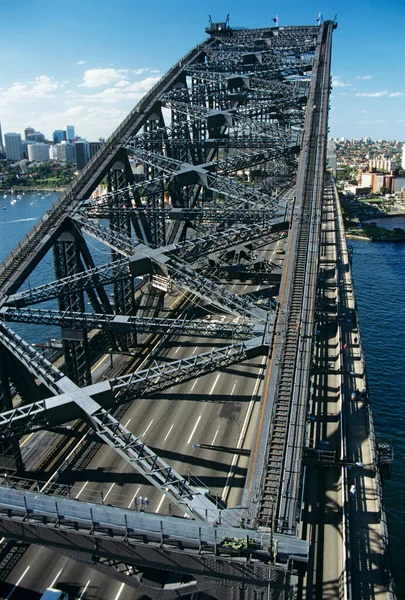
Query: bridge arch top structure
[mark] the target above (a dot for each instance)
(194, 183)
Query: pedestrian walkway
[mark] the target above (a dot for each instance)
(369, 561)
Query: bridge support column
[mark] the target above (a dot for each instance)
(118, 178)
(75, 343)
(10, 453)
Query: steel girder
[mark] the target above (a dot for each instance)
(31, 359)
(202, 214)
(62, 408)
(130, 324)
(102, 275)
(185, 276)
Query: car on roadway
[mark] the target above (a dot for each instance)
(54, 594)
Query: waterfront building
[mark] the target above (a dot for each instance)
(65, 152)
(94, 147)
(28, 131)
(331, 160)
(14, 149)
(82, 153)
(38, 152)
(382, 164)
(25, 145)
(59, 136)
(70, 132)
(36, 136)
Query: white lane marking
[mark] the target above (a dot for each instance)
(80, 490)
(18, 582)
(135, 495)
(56, 578)
(85, 588)
(147, 429)
(215, 437)
(193, 432)
(215, 383)
(168, 433)
(64, 462)
(99, 363)
(242, 434)
(109, 491)
(160, 503)
(119, 591)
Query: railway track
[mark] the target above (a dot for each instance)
(268, 514)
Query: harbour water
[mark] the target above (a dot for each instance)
(379, 280)
(379, 276)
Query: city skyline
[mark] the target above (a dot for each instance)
(95, 81)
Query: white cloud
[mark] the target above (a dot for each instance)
(337, 83)
(41, 87)
(372, 94)
(131, 91)
(99, 77)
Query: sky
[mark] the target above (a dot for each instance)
(88, 62)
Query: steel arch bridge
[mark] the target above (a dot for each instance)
(222, 158)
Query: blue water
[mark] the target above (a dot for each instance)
(17, 217)
(379, 280)
(379, 276)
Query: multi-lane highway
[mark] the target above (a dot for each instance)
(218, 409)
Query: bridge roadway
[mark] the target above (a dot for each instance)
(164, 422)
(215, 409)
(347, 535)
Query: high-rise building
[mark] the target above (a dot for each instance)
(65, 151)
(28, 131)
(13, 145)
(331, 159)
(82, 153)
(59, 136)
(94, 147)
(25, 144)
(35, 136)
(38, 152)
(70, 132)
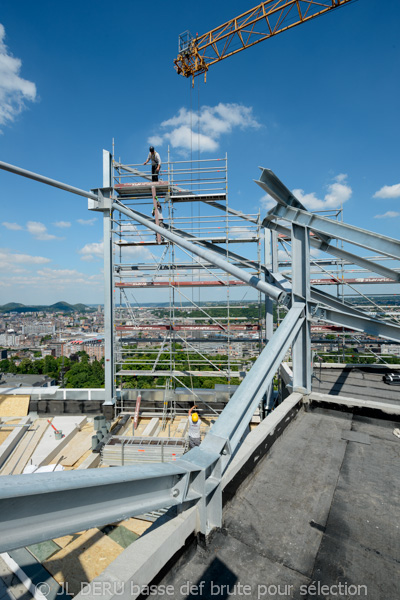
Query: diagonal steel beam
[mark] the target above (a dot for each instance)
(340, 253)
(255, 282)
(271, 184)
(342, 231)
(42, 179)
(359, 323)
(43, 506)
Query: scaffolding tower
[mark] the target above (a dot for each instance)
(176, 317)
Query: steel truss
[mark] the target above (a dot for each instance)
(42, 506)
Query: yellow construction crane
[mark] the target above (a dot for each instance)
(269, 18)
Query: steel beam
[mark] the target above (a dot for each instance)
(236, 416)
(44, 506)
(301, 350)
(352, 259)
(348, 233)
(352, 321)
(42, 179)
(252, 280)
(271, 184)
(109, 380)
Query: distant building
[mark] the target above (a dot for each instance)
(390, 349)
(11, 380)
(39, 328)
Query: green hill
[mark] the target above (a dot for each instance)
(57, 307)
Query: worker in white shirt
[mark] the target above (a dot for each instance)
(155, 163)
(194, 428)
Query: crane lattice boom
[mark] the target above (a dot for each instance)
(269, 18)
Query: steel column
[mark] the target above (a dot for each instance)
(108, 285)
(301, 350)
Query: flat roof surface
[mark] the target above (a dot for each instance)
(322, 508)
(361, 382)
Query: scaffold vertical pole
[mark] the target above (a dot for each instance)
(271, 263)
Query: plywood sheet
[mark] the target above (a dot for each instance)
(83, 559)
(14, 406)
(49, 447)
(136, 525)
(26, 446)
(64, 540)
(5, 431)
(76, 448)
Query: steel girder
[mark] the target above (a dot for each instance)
(342, 231)
(340, 253)
(41, 506)
(252, 280)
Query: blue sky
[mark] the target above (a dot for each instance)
(319, 105)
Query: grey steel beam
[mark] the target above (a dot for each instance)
(47, 180)
(233, 255)
(271, 184)
(348, 233)
(351, 258)
(43, 506)
(236, 416)
(211, 256)
(231, 211)
(301, 350)
(109, 379)
(352, 321)
(335, 303)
# # #
### Work to do
Copy out all of the lines above word for word, leaving out the pictures.

### Result below
Query: bridge arch top structure
[mark] the target above (a dot for each instance)
(194, 183)
Query: pedestrian walkway
[mark] the target above (a dot for each instance)
(369, 561)
Query: bridge support column
[mark] the target above (a dot for each instance)
(118, 178)
(75, 343)
(10, 453)
Query: steel girder
[mark] the target above (a dot for each instance)
(31, 359)
(202, 214)
(62, 408)
(130, 324)
(102, 275)
(185, 276)
Query: car on roadway
[mark] the target above (a dot for each instance)
(54, 594)
Query: waterfront building
[mark] the target above (a dot for each instance)
(65, 152)
(94, 147)
(28, 131)
(331, 160)
(14, 149)
(82, 153)
(38, 152)
(382, 164)
(25, 145)
(59, 136)
(70, 132)
(36, 136)
Query: white lane marking
[mark] the target above (a dot for each instance)
(80, 490)
(18, 582)
(135, 495)
(56, 578)
(85, 588)
(147, 429)
(215, 437)
(193, 432)
(215, 383)
(168, 433)
(64, 462)
(99, 363)
(242, 434)
(109, 491)
(160, 503)
(119, 591)
Query: railway track
[mark] the target above (a dot for each instance)
(268, 514)
Query: harbour water
[mark] the target above (a dot for each instance)
(379, 280)
(379, 276)
Query: city skyline
[mark] the target above (a dot for each instance)
(95, 81)
Query: white cloud
[mark] the target above (a dot for each instance)
(337, 83)
(41, 87)
(372, 94)
(131, 91)
(99, 77)
Query: sky
[mark] the target above (a dot for each instance)
(88, 62)
Query: steel arch bridge
[mark] the target above (a dot for each instance)
(222, 158)
Query: blue water
[mark] the target above (a dot for each instance)
(17, 217)
(379, 280)
(379, 276)
Query: multi-lane highway
[mark] the target above (a dot for each instance)
(218, 409)
Query: bridge roadway
[mark] the target above (a dot for each instance)
(164, 422)
(215, 409)
(347, 535)
Query: high-rise building
[mark] the target above (a dot for each instance)
(65, 151)
(28, 131)
(13, 145)
(331, 159)
(82, 153)
(59, 136)
(94, 147)
(25, 144)
(35, 136)
(38, 152)
(70, 132)
Query: diagonal steel beam
[mark] the target above (a dot for each instance)
(340, 253)
(255, 282)
(271, 184)
(342, 231)
(42, 179)
(359, 323)
(43, 506)
Query: scaffolding tower
[mark] the target above (a dot for each instance)
(176, 317)
Query: steel truss
[mark] the target above (a dot for each instance)
(42, 506)
Query: yellow construction crane
[mark] the target above (a dot for each instance)
(269, 18)
Query: steel beam
[mark] the target above (a dot for each instance)
(236, 416)
(44, 506)
(301, 350)
(352, 259)
(348, 233)
(352, 321)
(42, 179)
(252, 280)
(271, 184)
(109, 380)
Query: distant building
[mark] the target above (a dot for each instance)
(390, 349)
(11, 380)
(39, 328)
Query: green hill
[mark] the target above (a dot for each instance)
(57, 307)
Query: worker in white shirt
[mark] the target above (a dot for each instance)
(155, 163)
(194, 428)
Query: crane lattice boom
[mark] the target above (a dot for each instance)
(269, 18)
Query: steel column
[mark] the target above (a dot for each instance)
(108, 285)
(301, 350)
Query: flat roof surface
[mark] the target above (a dot for each instance)
(322, 508)
(361, 382)
Query: scaffold vertical pole
[mark] the target above (a dot for each instance)
(271, 263)
Query: plywood sheet
[mark] the target above (a dot for each instance)
(83, 559)
(14, 406)
(49, 447)
(136, 525)
(26, 446)
(64, 540)
(5, 431)
(76, 448)
Query: steel girder
[mark] the target above (a dot for each instance)
(342, 231)
(340, 253)
(41, 506)
(252, 280)
Query: blue sky
[mark] the target above (a dot for each instance)
(319, 105)
Query: grey steel beam
[mark] the target above (a dot for each instance)
(47, 180)
(233, 255)
(271, 184)
(348, 233)
(351, 258)
(43, 506)
(236, 416)
(211, 256)
(231, 211)
(301, 350)
(109, 379)
(352, 321)
(335, 303)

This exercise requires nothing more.